>>>

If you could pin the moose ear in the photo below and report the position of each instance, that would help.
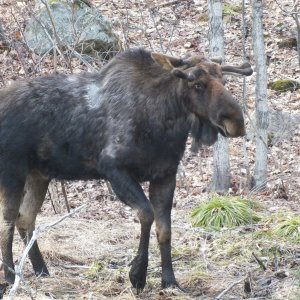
(167, 62)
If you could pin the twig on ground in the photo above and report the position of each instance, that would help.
(220, 296)
(262, 265)
(36, 233)
(165, 4)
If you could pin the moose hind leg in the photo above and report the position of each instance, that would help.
(34, 195)
(10, 197)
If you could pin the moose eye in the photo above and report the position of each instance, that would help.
(199, 86)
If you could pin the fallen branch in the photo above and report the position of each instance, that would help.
(220, 296)
(165, 4)
(36, 233)
(262, 265)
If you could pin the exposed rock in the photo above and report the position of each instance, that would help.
(71, 25)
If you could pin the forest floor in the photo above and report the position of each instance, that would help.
(89, 253)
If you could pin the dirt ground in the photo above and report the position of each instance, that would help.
(89, 253)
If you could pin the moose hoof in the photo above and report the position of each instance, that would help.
(10, 278)
(138, 273)
(42, 272)
(171, 284)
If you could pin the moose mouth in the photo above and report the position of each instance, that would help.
(222, 131)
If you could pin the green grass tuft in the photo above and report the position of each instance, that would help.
(288, 228)
(224, 212)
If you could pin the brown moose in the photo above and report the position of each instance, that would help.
(127, 124)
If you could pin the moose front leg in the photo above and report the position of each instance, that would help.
(131, 193)
(161, 194)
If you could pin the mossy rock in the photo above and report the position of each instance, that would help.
(231, 9)
(285, 85)
(288, 43)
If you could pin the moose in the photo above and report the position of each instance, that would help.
(127, 124)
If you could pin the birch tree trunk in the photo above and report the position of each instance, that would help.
(221, 170)
(262, 111)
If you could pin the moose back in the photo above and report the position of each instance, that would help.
(127, 124)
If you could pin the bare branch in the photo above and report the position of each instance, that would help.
(36, 233)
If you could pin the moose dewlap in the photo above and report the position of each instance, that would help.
(127, 124)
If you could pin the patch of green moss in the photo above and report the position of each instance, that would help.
(224, 212)
(285, 85)
(288, 43)
(231, 9)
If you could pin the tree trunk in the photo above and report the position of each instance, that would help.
(3, 39)
(221, 171)
(262, 111)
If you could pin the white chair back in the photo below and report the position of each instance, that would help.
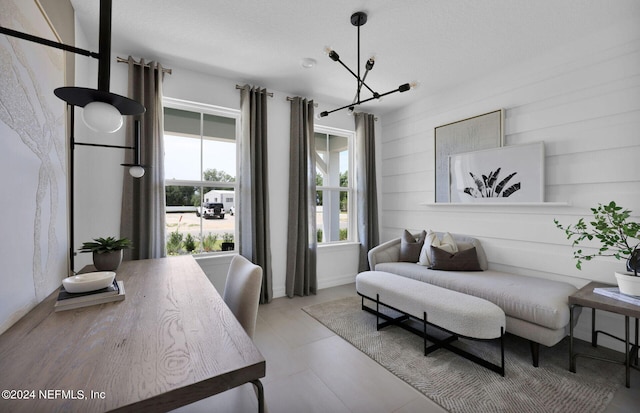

<<<

**What the task requires:**
Can you copy every record above word for word, leaving the pictures out?

**The completed task:**
If you could pin the moose ear in the photo below and report the position of each instance, that would help.
(167, 62)
If you could pin the twig on ground in the photo above and report the position of each instance, that would help.
(220, 296)
(262, 265)
(36, 233)
(165, 4)
If you could pin the moose hind leg in the photo above and report the position of each instance, that would help.
(34, 195)
(10, 197)
If you could pin the moose eye in the photo above and report the position of each instance, that would help.
(199, 86)
If you could pin the fallen branch in the photo above and report the position of each instance, that would help.
(220, 296)
(165, 4)
(36, 233)
(262, 265)
If you could pin the exposed rock in the photo above and report the position of each instance, that would help.
(71, 25)
If you could pin the forest floor in the photo above and report the position of each instance, that would help.
(89, 253)
If you could pin the dirt ground in the photo above and report the position of each instance, that would help.
(89, 253)
If you could pin the moose hoof in the photo above and report the position of each instance, that would help.
(10, 278)
(138, 273)
(42, 272)
(171, 284)
If you could pin the moose mouth in the photo above and report the position of each instance, that would help.
(222, 131)
If you could pin the green grass tuft in the photo above and report the position of each instance, that would help.
(288, 228)
(224, 212)
If you could pin the brown moose in the photo above and report the position of each instance, that would help.
(127, 124)
If you could pin the moose front leg in the photo above and report the position of each instance, that would help.
(131, 193)
(161, 194)
If you could pin the mossy rock in the photo above and report the position of each instance, that would help.
(231, 9)
(285, 85)
(288, 43)
If you could pin the moose in the photo above and report the position of each instance, that would help.
(127, 124)
If you could pin the birch tree trunk in the photo above and report the position of each instance, that would help.
(221, 170)
(262, 111)
If you could pin the moose back in the photo above and report the position of each instance, that would help.
(127, 124)
If you could pin the bare branch in the photo above and report the position of each instance, that would help.
(36, 233)
If you could pin the moose dewlap in the photo above and report the position of each instance, that would help.
(127, 124)
If you could pin the patch of green moss in the photo above and report the position of each instance, that would help.
(224, 212)
(285, 85)
(288, 43)
(231, 9)
If you could pin the tree trunk in the photo above and report the position of each instance, that would help.
(3, 39)
(221, 171)
(262, 111)
If you could pin the white chair back in the photo below and report the position of each instance, that would help.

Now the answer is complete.